What kind of pictures did you take?
I think photos can’t fully express the brutality of war no matter how brutal it is. I wanted to deliver the feeling I had in the field because I thought people should know the damage a war may bring. I also take photos of scenes that don’t look like battlefields. There are daily lives, too, and I think those pictures would make those who never experienced war before think about it.
What do the Palestinians think about the conflict?
Most of them do not support Hamas, but they seemed willing to risk a war against Israel to lift the blockade policy.
I heard you’ve been to Israel in the past.
I visited Israel in 2009 to cover the fighting with Palestine. I heard an air-raid siren at a shopping mall in Sderot [Israel] and the entire crowd moved to shelters. I thought they were overreacting, but it was repeated about 10 times a day. It was natural for them to grow hateful of the Palestinians.
Which country do you think is more responsible?

**Excerpts of labeled region data:**
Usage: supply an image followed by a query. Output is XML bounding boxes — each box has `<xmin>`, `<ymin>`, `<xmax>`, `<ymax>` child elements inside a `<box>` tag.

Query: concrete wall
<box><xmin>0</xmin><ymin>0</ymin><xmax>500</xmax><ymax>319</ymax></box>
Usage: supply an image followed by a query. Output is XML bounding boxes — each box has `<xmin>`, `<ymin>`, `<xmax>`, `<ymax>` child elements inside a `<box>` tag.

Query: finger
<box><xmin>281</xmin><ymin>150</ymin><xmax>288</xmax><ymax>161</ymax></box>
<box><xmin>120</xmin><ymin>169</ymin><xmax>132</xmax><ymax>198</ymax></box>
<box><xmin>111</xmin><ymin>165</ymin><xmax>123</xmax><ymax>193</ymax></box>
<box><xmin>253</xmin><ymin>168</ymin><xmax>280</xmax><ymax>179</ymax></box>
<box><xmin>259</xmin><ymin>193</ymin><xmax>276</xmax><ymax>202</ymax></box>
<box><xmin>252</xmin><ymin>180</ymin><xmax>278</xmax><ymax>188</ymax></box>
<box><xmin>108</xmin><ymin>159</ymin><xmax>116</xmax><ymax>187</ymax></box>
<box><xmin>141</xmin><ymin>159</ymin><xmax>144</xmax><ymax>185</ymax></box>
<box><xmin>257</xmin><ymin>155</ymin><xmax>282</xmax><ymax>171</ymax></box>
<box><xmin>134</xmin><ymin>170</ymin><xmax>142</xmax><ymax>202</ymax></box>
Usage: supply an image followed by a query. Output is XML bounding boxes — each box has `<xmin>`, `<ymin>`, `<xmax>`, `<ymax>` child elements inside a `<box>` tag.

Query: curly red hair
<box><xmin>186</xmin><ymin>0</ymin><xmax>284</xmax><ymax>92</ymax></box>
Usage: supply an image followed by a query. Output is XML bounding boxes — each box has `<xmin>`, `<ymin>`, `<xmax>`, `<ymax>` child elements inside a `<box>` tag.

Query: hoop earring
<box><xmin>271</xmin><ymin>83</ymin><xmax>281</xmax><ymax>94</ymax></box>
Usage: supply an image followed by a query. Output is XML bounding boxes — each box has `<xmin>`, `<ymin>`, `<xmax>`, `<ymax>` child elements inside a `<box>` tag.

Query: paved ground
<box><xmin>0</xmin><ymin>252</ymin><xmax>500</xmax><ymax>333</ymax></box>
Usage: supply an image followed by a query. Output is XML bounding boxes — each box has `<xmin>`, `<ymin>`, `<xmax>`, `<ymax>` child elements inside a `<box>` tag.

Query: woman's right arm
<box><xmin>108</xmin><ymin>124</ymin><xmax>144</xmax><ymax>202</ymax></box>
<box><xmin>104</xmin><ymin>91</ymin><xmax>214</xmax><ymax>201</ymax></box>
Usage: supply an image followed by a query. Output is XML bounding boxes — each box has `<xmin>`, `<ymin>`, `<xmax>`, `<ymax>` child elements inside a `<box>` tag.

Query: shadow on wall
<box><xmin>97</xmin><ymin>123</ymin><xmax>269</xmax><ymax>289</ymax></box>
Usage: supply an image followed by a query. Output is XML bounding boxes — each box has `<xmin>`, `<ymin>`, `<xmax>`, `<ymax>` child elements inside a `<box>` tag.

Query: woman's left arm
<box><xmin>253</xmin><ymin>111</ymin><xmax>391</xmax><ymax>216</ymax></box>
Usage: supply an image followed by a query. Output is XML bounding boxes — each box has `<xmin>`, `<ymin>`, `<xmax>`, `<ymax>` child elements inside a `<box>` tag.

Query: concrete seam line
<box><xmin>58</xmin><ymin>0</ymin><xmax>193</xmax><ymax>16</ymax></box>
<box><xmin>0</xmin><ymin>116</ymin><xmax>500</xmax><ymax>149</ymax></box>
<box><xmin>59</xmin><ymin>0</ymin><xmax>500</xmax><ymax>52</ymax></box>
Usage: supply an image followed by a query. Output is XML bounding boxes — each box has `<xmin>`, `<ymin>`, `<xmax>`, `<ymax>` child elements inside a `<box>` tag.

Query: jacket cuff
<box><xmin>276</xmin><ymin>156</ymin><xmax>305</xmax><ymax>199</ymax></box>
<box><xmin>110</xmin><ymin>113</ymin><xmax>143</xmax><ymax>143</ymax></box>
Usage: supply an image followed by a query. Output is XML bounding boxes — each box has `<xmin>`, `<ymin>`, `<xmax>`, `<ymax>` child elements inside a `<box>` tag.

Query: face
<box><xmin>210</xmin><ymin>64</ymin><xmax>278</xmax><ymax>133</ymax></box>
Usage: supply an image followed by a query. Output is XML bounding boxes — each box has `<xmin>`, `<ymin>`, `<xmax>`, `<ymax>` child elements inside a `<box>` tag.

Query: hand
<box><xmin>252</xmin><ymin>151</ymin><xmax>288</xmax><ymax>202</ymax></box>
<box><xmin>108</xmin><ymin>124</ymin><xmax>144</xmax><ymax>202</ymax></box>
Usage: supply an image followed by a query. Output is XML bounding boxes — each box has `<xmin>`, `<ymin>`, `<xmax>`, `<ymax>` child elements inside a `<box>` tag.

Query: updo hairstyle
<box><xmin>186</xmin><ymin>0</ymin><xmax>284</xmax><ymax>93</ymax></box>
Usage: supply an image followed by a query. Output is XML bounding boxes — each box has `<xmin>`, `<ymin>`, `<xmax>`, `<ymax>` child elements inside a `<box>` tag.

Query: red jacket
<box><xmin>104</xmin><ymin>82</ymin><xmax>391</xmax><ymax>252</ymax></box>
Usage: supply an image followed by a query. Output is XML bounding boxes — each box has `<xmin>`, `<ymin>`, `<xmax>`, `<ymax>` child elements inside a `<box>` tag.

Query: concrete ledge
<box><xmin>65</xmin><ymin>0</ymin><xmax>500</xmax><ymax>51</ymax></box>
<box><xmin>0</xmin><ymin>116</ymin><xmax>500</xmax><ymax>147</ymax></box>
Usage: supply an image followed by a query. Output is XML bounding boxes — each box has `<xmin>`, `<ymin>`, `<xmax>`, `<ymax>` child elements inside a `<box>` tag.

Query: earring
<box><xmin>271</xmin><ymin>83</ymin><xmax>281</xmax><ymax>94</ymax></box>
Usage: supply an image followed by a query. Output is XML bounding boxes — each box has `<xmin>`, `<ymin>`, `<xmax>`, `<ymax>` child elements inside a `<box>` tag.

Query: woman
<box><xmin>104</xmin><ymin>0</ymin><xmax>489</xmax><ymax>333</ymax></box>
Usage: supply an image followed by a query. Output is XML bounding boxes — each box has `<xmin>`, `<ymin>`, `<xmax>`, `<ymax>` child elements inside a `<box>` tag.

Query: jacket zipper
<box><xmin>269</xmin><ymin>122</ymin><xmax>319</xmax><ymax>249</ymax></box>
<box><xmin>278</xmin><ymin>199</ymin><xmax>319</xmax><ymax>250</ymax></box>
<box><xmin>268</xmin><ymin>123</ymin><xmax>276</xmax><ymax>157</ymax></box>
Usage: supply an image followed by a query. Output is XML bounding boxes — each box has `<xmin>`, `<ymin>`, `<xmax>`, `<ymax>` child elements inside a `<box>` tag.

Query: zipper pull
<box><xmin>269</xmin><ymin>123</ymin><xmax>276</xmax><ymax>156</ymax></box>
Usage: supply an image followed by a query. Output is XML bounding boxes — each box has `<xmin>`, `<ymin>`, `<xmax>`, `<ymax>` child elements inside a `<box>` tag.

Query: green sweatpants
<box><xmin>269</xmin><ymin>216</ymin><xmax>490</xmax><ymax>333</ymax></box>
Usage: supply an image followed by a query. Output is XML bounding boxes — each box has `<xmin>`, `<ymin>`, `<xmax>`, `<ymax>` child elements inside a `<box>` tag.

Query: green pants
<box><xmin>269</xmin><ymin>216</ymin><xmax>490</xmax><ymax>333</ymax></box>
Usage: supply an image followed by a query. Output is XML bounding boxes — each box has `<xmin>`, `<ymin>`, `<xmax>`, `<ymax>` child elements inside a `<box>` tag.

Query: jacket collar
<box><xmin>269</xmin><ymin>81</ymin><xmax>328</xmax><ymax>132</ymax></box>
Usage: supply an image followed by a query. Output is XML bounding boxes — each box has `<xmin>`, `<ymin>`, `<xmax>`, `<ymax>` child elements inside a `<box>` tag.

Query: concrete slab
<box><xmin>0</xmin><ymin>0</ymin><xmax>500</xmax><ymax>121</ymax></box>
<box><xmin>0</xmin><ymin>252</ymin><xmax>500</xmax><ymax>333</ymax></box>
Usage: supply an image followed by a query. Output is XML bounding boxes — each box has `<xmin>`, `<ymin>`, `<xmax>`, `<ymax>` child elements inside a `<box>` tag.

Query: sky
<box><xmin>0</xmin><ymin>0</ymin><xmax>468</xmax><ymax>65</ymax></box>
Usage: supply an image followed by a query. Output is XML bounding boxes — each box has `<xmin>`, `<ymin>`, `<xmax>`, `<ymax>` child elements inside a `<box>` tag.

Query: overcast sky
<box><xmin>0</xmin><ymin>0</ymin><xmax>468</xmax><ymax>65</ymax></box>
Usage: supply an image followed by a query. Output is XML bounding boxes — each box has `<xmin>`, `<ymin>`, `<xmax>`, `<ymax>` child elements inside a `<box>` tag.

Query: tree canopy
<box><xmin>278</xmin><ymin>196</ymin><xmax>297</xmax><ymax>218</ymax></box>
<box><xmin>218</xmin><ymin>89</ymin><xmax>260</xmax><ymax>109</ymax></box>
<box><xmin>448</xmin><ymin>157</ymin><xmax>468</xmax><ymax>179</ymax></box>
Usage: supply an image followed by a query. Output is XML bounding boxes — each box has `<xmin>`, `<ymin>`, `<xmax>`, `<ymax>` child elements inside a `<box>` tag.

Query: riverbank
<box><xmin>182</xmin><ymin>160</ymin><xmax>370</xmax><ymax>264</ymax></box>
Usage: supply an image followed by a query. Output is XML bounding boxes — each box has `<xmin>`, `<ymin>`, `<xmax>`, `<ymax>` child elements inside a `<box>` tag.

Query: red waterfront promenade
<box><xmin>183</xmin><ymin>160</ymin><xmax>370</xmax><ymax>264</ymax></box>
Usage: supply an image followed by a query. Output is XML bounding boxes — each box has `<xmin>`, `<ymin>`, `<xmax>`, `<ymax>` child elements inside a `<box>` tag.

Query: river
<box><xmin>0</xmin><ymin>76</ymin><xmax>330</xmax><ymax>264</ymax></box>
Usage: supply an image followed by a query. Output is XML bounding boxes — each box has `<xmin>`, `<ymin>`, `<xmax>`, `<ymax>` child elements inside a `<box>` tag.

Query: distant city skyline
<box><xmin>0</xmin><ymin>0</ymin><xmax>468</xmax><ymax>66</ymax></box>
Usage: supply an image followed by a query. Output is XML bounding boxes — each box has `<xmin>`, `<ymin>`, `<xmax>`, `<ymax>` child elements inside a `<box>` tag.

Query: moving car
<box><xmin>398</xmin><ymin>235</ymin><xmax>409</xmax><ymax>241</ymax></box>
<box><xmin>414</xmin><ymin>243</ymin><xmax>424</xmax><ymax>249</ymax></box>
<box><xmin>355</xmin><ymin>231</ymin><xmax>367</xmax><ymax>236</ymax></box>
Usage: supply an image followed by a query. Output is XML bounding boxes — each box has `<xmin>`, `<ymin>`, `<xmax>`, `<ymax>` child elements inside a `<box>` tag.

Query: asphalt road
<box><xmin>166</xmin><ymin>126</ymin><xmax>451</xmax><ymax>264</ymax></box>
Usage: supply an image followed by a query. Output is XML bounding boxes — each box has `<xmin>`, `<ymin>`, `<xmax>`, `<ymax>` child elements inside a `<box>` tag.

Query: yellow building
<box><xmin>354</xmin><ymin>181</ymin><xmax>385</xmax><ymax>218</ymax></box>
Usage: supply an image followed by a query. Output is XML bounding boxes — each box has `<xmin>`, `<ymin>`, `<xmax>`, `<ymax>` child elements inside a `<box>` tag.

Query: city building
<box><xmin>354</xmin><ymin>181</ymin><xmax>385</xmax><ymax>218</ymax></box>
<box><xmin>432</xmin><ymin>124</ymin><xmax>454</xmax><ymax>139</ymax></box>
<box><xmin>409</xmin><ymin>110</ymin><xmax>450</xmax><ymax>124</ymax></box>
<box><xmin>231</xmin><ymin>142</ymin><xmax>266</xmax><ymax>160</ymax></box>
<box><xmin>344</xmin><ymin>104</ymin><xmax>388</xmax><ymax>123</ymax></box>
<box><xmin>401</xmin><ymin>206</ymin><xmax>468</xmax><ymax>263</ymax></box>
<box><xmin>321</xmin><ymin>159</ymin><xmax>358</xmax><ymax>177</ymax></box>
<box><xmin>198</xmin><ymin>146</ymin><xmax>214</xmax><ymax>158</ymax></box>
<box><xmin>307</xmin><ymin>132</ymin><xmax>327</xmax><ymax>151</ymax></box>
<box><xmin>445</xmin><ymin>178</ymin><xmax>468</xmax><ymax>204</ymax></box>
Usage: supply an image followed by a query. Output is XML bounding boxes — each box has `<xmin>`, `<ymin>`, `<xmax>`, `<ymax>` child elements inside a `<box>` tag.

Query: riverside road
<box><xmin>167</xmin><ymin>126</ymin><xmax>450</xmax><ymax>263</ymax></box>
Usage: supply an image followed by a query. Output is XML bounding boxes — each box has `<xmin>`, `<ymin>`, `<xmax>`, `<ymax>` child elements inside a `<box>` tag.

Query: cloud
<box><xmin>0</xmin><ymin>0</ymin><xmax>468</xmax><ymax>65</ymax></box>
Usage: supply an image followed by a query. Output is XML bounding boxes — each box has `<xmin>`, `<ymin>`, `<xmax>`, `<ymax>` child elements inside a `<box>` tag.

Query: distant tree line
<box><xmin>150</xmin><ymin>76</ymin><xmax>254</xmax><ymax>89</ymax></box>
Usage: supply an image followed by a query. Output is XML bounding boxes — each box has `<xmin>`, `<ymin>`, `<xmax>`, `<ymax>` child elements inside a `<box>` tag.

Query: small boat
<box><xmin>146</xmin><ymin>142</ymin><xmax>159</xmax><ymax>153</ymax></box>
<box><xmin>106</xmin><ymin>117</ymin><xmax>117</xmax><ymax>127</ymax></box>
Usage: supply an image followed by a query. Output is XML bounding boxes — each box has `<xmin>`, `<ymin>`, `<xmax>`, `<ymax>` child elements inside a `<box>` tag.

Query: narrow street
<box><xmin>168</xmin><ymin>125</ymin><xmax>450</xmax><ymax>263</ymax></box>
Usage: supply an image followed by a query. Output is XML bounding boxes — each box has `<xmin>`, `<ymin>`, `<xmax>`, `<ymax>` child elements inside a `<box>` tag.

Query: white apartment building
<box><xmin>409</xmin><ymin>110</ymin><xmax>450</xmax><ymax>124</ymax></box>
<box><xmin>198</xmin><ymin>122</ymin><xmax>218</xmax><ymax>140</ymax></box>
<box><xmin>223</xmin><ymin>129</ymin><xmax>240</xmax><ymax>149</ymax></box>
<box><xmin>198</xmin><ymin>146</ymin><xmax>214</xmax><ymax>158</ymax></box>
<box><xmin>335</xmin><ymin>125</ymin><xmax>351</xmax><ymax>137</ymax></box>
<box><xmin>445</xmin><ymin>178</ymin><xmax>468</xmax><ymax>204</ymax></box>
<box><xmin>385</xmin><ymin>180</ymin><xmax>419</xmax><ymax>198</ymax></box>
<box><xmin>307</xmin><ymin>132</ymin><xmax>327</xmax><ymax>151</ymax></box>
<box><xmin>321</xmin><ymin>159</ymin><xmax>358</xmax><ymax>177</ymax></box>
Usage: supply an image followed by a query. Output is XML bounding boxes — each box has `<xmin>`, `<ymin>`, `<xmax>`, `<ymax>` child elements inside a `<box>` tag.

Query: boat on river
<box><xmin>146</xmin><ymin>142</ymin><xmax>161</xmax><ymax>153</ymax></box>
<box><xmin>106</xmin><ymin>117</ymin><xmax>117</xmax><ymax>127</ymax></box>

**To be done:**
1. Show every line of the records that contains the word "boat", treating uppercase and lowercase letters as different.
2. Write the next part of the interview about photographing the Israeli-Palestinian conflict, continuing after its final line.

**Answers in order:**
1.
Query: small boat
Query: boat on river

2.
Gaza is too small to avoid bombing. We should let no innocent man be falsely charged even when we let 10 thieves go. But [Israel keeps] attacking to kill Hamas officials knowing that tens of innocent men could be killed. I learned that death in the battlefield is murder.
You also take photos of our military. Is that not contradictory?
In the real world, it is difficult to obtain peace. War breaks out due to a power imbalance, so I think military power is a necessary evil. Photographing our military forces should be done continuously because they can at least show the confrontational situation between the two Koreas.